- _Stored data_:

========

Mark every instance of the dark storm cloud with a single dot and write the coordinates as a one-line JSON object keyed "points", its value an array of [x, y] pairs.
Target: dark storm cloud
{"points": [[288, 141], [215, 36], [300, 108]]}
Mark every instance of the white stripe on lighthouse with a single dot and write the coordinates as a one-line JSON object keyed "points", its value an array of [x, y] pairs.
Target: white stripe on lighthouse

========

- _Your instructions_: Please reproduce all of the data above, requests included, and adjust every coordinate in the answers by adding 10 to it.

- _Task solution_:
Mark every instance of the dark storm cloud with a single dot and write the coordinates as a one-line JSON object keyed "points", its value an array of [x, y] pairs.
Target: dark storm cloud
{"points": [[298, 151], [225, 46], [310, 118]]}
Mark every instance of the white stripe on lighthouse with a single dot and write the coordinates as a one-line JSON object keyed "points", its value an array of [x, y] pairs.
Target: white stripe on lighthouse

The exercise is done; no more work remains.